In the records below, some lines hold the word "necklace". Copy each of those lines.

● ● ● ● ● ● ●

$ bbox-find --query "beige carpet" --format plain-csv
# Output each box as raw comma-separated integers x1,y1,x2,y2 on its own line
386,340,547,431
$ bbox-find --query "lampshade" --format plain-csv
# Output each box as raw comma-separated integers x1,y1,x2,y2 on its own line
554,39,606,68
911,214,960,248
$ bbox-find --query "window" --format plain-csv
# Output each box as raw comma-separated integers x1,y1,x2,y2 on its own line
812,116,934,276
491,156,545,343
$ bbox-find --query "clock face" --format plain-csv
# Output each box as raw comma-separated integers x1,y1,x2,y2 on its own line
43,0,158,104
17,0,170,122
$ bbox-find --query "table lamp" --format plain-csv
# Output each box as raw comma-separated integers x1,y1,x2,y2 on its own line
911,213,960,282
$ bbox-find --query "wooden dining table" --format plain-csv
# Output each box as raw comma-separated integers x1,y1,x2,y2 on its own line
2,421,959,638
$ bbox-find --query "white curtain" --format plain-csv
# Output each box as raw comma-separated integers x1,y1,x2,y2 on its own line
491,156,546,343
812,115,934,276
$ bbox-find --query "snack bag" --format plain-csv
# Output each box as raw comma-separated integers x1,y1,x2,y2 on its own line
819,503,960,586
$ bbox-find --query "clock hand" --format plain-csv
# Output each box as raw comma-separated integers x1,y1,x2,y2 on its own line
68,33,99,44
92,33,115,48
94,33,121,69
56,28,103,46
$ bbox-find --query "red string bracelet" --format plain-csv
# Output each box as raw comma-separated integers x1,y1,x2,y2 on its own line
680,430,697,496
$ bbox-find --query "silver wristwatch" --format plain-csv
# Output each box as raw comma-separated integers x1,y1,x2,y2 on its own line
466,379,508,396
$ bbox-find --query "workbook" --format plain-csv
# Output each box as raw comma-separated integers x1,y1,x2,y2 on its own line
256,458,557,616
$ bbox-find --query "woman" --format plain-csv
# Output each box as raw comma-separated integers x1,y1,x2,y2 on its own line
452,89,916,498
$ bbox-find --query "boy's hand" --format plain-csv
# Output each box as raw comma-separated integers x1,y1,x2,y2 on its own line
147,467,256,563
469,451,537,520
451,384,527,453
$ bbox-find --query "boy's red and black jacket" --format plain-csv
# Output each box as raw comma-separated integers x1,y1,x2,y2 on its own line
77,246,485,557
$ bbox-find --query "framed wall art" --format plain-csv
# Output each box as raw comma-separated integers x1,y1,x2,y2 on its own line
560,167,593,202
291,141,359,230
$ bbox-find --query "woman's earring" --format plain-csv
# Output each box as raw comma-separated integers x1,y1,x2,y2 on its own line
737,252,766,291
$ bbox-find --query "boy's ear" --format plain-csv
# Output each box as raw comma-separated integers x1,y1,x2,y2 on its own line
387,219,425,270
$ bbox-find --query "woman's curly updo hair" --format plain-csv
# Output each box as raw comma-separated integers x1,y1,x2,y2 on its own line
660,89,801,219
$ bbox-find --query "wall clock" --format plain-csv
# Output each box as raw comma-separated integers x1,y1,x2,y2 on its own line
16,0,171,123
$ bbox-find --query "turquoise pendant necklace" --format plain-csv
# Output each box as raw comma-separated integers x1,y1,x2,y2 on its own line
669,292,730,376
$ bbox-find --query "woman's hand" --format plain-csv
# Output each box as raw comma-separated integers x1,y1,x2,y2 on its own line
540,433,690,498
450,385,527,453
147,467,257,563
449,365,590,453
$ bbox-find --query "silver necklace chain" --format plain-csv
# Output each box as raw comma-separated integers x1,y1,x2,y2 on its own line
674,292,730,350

● ● ● ● ● ● ●

EXERCISE ANSWER –
$ bbox-find --query "turquoise pendant necklace" --format plain-csv
$ bbox-find --query "silver necklace chain" --format plain-csv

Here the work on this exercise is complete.